Extract to read >>

================================

Listen in now, read the transcript below, and/or watch the video here.

Matt:     Well, welcome everyone to another exciting episode of Sales Pipeline Radio. Thank you so much, everyone, for joining us. If you are joining live on LinkedIn, let’s see we got LinkedIn, YouTube, Facebook. I think it’s all of those places right now. Thank you for joining us in the middle of your workday. Anything we say and do is in fact happening live, if you’re watching live, including if you have comments or questions on our topic today, or for our distinguished speaker. Feel free to throw those in. We can actually make you part of the show and can bring your question in. We can feature your question or comment directly onscreen. And as we go on-demand, if you’re watching this on-demand, join us live next time. But we’re glad you’re watching; glad you’re checking this out. If you’re listening to this on the podcast, thank you so much for subscribing and listening. We are doing this as a live LinkedIn with VideoNow. I’ve been doing that for most of this year. But if you’re interested in the show, in this topic, anything Sales Pipeline-related, almost 300 episodes available on-demand at salespipelineradio.com. Very excited to have our speaker today.
But first, I want to just quickly thank our sponsor. Thank you to Vidyard for being a great sponsor throughout the summer. It was great to partner with them. Very excited to introduce a new sponsor today, Sendoso. Many of you have likely heard the name Sendoso. In today’s saturated hybrid workplace, human connection makes all the difference. And brands that embrace physical, virtual, and hybrid strategies are building meaningful connections and generating revenue. It’s more than just direct mail. It’s more than just gifting. You can learn success stories of what other companies are doing to delight and engage their connections at Sendoso’ s Connected Conference in October, October 13, check it out at sendoso.com/connected. I’m very excited to be working with them. They do some pretty amazing stuff across channels.
And we’re going to be talking about the state of marketing and the many changes in sales and marketing today with our guest. Very excited to have with us Tiffani Bova, who many of you have likely heard of and read from and seen at conferences, long time analyst, spent over 10 years at Gartner, and is currently the… I want to make sure I get this right. You’re the global growth and innovation evangelist with Salesforce. So basically what I’m imagining is like, same things you were doing at Gartner, just with more scope, more ideas, maybe more budget, but it’s been exciting to watch your path the last several years. Thanks for joining us today.

Tiffani:  Thanks for having me, Matt. It’s just always a pleasure to talk about one of my favorite topics, Sales Pipeline.

Matt:     Yeah, well, I mean-

Tiffani:  Or sales in general.

Matt:     Just sales in general, pipeline. I mean, we intentionally call this Sales Pipeline Radio because we don’t… Look, it’s about pipeline, but we have a lot of marketers listening to this and you can’t buy a beer with MQLs and clicks and retweets.

Tiffani: Right.

Matt:     And so, it’s all about what we’re producing for the business that can drive revenue. This has been an interesting year-and-a-half. Unfortunately we haven’t had a chance to share a drink together in quite a while, but you’ve been watching this evolving hybrid Salesforce and hybrid sales effort. And I imagine that there’s some things you’ve seen in the last year-and-a-half, where there were hints of that beforehand, right? This isn’t necessarily changed everything, but it’s forced us into a different paradigm. Talk a little bit about what you’ve seen and what’s moved us into, and been successful, with this hybrid sales team.

================================

Required actions >>
- 1) Transcribe the stretch of the Sales Pipeline Radio transcript from "Matt:     Yeah, well, I" through "clicks and retweets.".
- 2) According to the Sales Pipeline Radio transcript, on what date in October is Sendoso's Connected Conference held?
- 3) Take the Sales Pipeline Radio transcript further, starting right after its final line.

================================

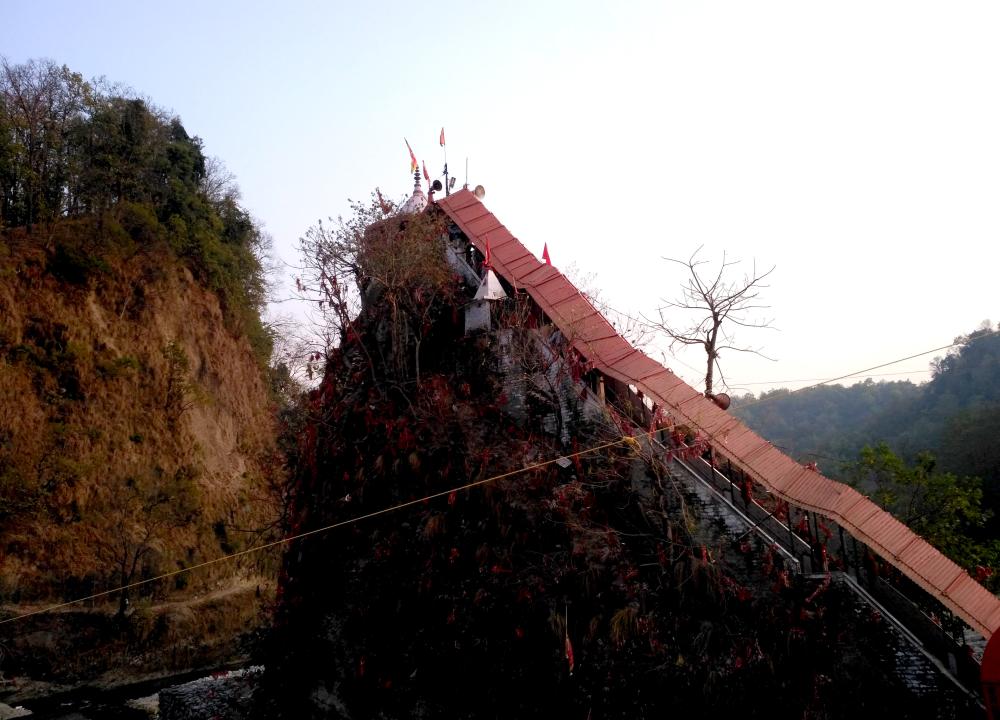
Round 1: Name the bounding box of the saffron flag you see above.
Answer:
[403,138,417,172]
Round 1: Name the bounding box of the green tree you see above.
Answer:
[851,443,996,569]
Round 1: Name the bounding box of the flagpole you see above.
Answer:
[441,128,451,197]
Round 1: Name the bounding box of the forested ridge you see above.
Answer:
[0,58,282,682]
[733,322,1000,587]
[0,58,270,359]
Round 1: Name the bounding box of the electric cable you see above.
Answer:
[0,435,638,625]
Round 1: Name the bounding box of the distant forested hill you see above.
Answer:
[733,323,1000,480]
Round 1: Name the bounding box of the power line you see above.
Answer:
[0,435,637,625]
[733,342,962,410]
[730,372,933,387]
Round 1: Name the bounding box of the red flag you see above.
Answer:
[403,138,417,172]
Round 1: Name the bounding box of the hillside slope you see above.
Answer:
[256,201,967,719]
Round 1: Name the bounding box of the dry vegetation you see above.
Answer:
[0,221,281,674]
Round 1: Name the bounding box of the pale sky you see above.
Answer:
[0,0,1000,392]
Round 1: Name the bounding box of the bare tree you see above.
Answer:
[653,246,774,398]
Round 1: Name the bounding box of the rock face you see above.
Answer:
[0,228,281,682]
[158,666,263,720]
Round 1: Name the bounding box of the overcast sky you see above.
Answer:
[0,0,1000,392]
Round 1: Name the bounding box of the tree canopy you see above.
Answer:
[0,57,269,362]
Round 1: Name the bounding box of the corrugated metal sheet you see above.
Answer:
[437,190,1000,638]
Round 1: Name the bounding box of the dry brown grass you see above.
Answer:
[0,226,278,603]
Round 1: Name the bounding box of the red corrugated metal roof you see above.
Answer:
[437,190,1000,638]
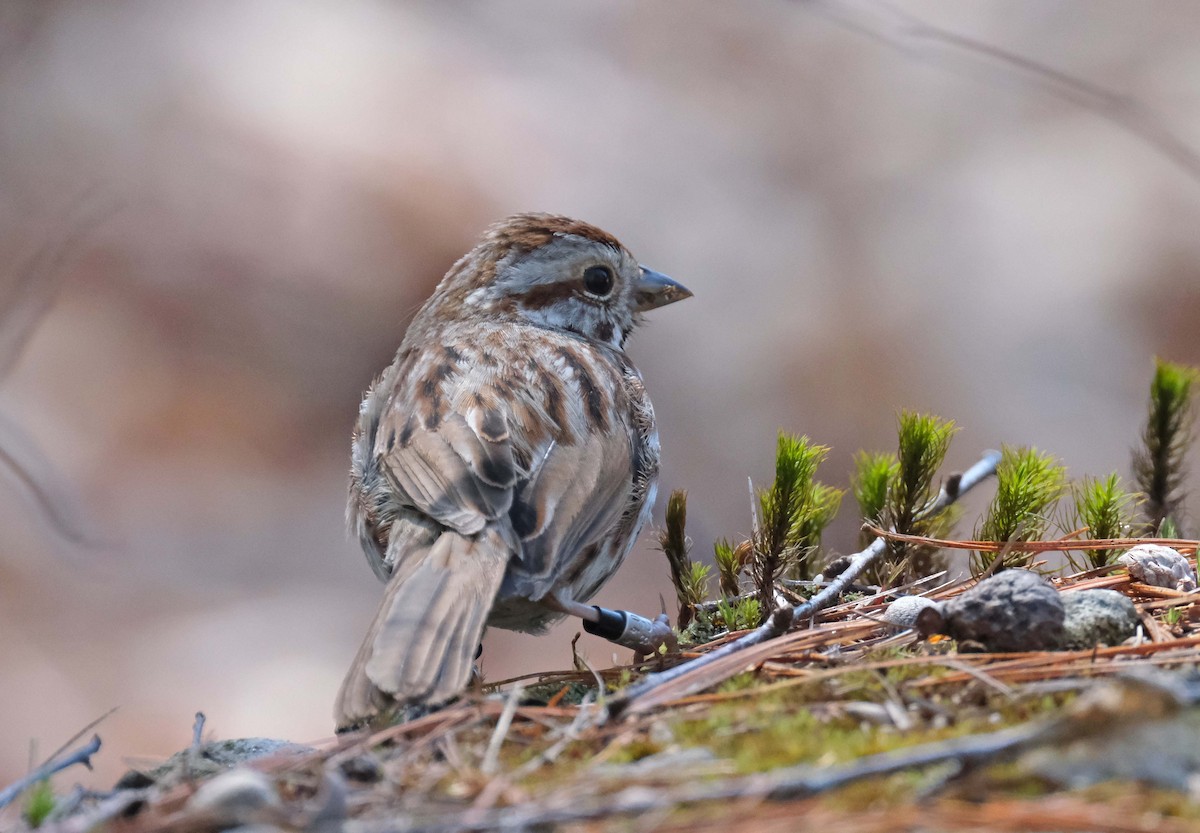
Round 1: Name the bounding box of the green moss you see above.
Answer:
[1067,472,1135,570]
[971,447,1067,575]
[22,779,58,827]
[1133,359,1200,534]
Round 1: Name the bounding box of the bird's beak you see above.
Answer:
[634,266,691,312]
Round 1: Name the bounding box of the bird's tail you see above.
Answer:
[335,529,509,729]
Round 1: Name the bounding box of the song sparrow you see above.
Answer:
[336,214,691,727]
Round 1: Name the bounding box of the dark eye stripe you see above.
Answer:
[583,266,613,298]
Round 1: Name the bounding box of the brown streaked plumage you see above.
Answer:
[336,214,690,727]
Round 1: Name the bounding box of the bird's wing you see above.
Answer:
[374,408,521,535]
[504,424,632,599]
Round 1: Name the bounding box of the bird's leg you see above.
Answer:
[542,595,678,655]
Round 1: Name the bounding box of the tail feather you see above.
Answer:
[336,529,509,727]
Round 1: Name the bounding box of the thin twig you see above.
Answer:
[0,735,100,808]
[192,712,206,749]
[863,523,1200,554]
[608,451,1000,717]
[479,683,524,775]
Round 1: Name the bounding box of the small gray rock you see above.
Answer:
[881,595,941,630]
[187,767,283,823]
[942,570,1064,652]
[1062,591,1139,651]
[1117,544,1196,593]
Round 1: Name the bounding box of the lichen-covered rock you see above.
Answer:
[1062,589,1139,649]
[942,570,1064,652]
[1117,544,1196,593]
[882,595,941,630]
[116,737,313,790]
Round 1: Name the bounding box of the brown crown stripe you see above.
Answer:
[487,214,620,251]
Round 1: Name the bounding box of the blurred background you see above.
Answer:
[0,0,1200,787]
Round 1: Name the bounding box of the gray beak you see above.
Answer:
[634,266,691,312]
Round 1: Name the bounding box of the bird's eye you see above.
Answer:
[583,266,612,298]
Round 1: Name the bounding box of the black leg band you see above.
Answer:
[583,606,626,641]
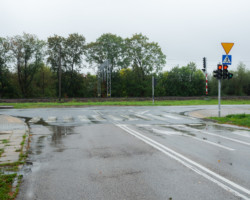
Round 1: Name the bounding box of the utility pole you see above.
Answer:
[107,60,111,97]
[218,79,221,117]
[59,46,62,101]
[202,57,208,97]
[152,76,155,104]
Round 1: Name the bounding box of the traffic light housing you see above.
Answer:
[223,65,228,79]
[217,64,222,79]
[227,72,233,80]
[202,57,207,73]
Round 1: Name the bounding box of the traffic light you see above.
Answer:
[227,72,233,79]
[213,70,218,78]
[202,57,207,72]
[223,65,228,79]
[217,64,222,79]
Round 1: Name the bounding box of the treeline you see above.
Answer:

================================

Task results >>
- 1)
Matt:     Yeah, well, I mean-

Tiffani:  Or sales in general.

Matt:     Just sales in general, pipeline. I mean, we intentionally call this Sales Pipeline Radio because we don’t… Look, it’s about pipeline, but we have a lot of marketers listening to this and you can’t buy a beer with MQLs and clicks and retweets.

- 2) October 13.

- 3)
Tiffani:  Sure. You nailed it. I remember I did one of the very first Salesforce LinkedIn Lives about this very topic of hybrid selling, sort of April of 2020, talking about sort of what we thought was going to happen. Having no idea, some 16 months later we’d still be having this conversation. But having covered sales transformation for a decade, and having been a sales leader for Fortune 500 companies and startups prior to that, this is the first time I felt like the sales profession has been rocked to its core. And a lot of that had to do with…many selling organizations were very successful, selling either inside only, or outside only, or a hybrid of the two. And then overnight, globally, regardless of industry, regardless of sector, that was shut down. And so many outside sellers, that were very proud of being outside sellers. Some even graduated from inside to outside, right? It was like a promotion in some way. We’re forced now to figure out how do we continue creating these engaging and sort of personalized experiences we did face-to-face in a virtual world. And there was no shortage of conversations with chief revenue and chief sales officers in the decade before with their field sellers where they’d say, there’s no way we’re going to start to use technology and automate what we do. It’s all about the handshake and the golf tournament and the event and the dinner and the lunch. And the first people I thought of was them. Sort of how overnight the decisions that they had made in the 1, 2, 3 years prior were no longer going to satisfy the demand of bringing business in the door.
So that was kind of at its core what I thought was so impactful, but what’s been inspiring is to see how people have rallied and responded and continued to serve customers and bring business in the door, even in light of the challenges that we’re all facing.

Matt:     Yeah, I think that it’s been, it’s sort of forced our hand, right? I remember a little over a year and a half ago, or maybe a little less than that. I don’t know. I think in September, I’m not really sure. As marketers had to sort of rethink their 2020 Q2 plans, we went from, well, should we do something simple, something different with the booth this year? Or what should we do for a customer happy hour to what field events went away entirely? And it kind of ripped the band aid off for everybody. But I think what we’re going to go back to, is going to be very different than what we had before, because we were moving that direction anyway.
What do you think will come back and what do you think will become the new status quo for sales and marketing and B2B moving forward?

Tiffani:  We had done some state of sales research towards the end of last year that showed that it was somewhere close to 60% of sellers that believe their role was permanently changed, and whatever that means. So whatever they used to be doing was not going to go back to the way that it was. And there’s a lot of positive behind that statement. Look, at its most basic level, businesses do two things; they make stuff, and they sell stuff. So, you got to keep selling if you’re going to continue to make. So, optimizing the way that you sell and figuring out, okay, now that we’re in this different environment where customers actually have different expectations of that engagement.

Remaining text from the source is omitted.